DATA TO PROCESS:
###

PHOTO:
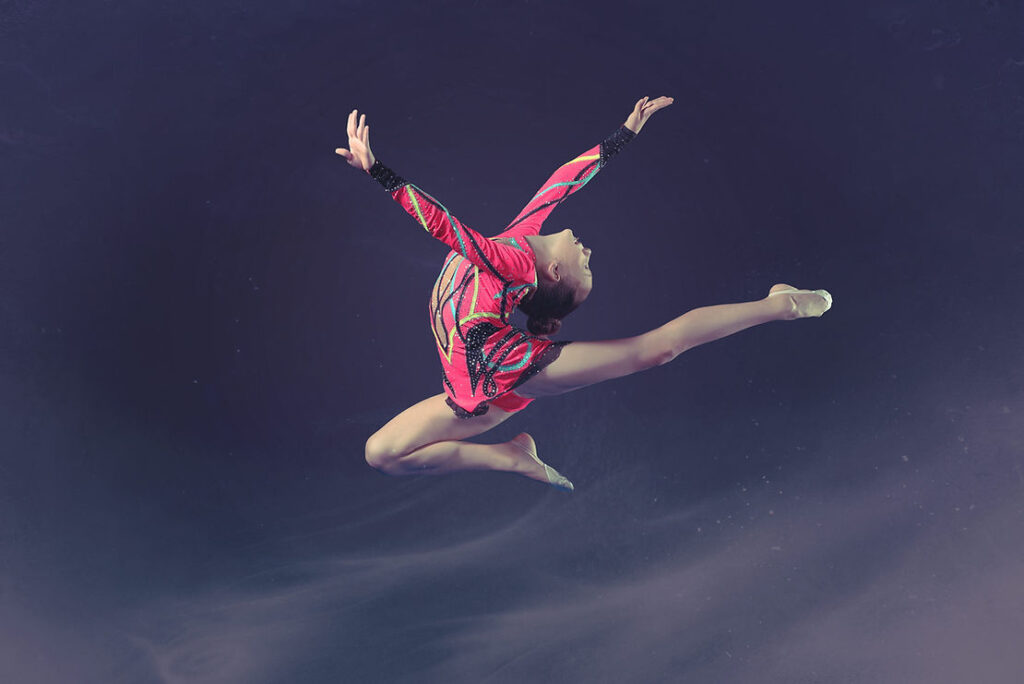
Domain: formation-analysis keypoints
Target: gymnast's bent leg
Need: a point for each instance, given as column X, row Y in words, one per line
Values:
column 583, row 364
column 426, row 439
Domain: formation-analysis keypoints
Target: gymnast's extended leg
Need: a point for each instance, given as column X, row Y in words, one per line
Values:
column 583, row 364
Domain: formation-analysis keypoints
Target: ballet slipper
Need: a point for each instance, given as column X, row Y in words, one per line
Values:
column 808, row 310
column 555, row 478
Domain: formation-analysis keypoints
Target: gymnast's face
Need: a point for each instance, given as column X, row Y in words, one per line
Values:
column 573, row 262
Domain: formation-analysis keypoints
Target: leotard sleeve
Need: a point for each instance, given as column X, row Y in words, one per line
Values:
column 503, row 261
column 565, row 180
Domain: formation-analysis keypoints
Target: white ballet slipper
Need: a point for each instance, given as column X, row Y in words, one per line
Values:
column 812, row 308
column 555, row 478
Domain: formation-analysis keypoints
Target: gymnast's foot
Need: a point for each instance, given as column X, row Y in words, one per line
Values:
column 800, row 303
column 526, row 463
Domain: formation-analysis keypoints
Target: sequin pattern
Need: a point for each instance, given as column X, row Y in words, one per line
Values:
column 483, row 355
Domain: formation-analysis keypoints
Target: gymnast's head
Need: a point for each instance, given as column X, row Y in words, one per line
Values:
column 563, row 281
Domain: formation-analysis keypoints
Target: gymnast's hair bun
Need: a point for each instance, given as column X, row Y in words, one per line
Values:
column 544, row 327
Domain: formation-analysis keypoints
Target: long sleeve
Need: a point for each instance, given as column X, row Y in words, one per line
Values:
column 568, row 178
column 503, row 261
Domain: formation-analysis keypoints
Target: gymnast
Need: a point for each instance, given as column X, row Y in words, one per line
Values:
column 491, row 369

###

Each line in the listing above either holds the string "sleeve" or does not; state how many do, giving the number only.

2